--- START ---
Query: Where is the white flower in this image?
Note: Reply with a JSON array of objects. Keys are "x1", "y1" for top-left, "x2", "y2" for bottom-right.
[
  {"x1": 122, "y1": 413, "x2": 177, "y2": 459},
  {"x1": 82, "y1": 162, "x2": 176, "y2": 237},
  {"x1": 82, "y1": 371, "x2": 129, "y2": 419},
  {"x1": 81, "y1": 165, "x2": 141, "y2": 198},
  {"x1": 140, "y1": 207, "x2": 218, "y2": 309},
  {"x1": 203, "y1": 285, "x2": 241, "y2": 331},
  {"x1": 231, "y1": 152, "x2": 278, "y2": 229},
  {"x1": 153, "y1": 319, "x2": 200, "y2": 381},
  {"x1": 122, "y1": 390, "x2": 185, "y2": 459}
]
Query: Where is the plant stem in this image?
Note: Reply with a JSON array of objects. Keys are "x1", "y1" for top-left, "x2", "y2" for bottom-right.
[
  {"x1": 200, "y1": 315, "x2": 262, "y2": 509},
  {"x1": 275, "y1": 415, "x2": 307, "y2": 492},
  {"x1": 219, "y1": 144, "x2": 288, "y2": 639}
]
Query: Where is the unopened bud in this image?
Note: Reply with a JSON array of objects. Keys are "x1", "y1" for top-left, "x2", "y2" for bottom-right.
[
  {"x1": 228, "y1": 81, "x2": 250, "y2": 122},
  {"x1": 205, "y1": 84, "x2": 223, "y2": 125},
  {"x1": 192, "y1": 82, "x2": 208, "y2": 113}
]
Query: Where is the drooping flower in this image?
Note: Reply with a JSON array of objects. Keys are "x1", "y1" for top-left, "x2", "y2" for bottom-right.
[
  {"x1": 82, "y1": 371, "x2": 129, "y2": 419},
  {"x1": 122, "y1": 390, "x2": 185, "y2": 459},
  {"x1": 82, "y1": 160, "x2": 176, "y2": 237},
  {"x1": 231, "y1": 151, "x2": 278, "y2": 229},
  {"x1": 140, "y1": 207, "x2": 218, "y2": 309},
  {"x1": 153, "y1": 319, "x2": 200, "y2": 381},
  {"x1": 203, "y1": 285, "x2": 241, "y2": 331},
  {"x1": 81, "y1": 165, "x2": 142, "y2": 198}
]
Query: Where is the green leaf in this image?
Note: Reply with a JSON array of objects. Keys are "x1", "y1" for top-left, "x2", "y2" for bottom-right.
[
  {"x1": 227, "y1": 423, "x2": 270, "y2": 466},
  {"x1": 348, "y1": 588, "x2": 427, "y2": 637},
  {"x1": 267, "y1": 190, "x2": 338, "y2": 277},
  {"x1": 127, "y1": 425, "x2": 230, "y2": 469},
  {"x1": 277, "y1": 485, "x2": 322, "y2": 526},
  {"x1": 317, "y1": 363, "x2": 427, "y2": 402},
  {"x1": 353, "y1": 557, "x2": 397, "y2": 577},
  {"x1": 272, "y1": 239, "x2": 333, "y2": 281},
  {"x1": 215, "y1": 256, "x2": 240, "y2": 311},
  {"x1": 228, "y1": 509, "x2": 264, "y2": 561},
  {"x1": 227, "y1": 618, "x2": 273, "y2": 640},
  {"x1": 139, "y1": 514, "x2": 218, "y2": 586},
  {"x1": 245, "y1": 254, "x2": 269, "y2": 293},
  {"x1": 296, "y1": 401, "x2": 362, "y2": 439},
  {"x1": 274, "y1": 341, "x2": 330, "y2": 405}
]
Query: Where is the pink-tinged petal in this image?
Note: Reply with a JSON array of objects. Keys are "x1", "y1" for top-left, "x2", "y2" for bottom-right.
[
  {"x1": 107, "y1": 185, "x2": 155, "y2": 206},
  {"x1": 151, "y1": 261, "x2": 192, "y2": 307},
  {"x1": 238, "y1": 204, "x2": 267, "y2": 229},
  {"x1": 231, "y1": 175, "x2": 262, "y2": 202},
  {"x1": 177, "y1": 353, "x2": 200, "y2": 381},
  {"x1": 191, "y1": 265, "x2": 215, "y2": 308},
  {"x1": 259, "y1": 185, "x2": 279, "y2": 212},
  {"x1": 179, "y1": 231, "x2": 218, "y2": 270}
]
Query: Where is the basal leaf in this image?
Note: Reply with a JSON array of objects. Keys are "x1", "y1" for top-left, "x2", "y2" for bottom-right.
--- END ---
▶ _WHAT IS BEING ASKED_: Those lines above that contain the string "image" should be returned.

▶ _ANSWER TO THIS EXERCISE_:
Query: Where is the white flower in this image?
Query: Where is the plant stem in this image?
Query: Where is the unopened bud in this image?
Query: Where is the drooping flower in this image?
Query: Where is the green leaf in this image?
Query: Where is the pink-tinged petal in this image?
Query: Where is the basal leaf in this image?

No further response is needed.